(Records from a data collection)
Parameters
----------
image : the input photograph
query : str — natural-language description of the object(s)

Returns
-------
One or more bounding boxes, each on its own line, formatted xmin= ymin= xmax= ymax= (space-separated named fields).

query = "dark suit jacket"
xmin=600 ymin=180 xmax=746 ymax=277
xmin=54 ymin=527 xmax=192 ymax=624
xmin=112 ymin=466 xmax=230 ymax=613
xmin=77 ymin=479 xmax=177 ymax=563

### [WHAT THE TASK REQUIRES]
Rewrite every line of the records above, rescaling each bounding box coordinate by multiplying it by 1.05 and rounding to the nearest whole number, with halves rounded up. Leave all other lines unchanged.

### [WRITTEN REPLY]
Parameters
----------
image : the input photograph
query : str — natural-language description of the object(s)

Returns
-------
One or more bounding boxes, each on its own line, formatted xmin= ymin= xmax= ymax= (space-separated named fields).

query = "dark suit jacket"
xmin=630 ymin=189 xmax=783 ymax=291
xmin=57 ymin=553 xmax=202 ymax=655
xmin=118 ymin=489 xmax=242 ymax=644
xmin=81 ymin=503 xmax=186 ymax=591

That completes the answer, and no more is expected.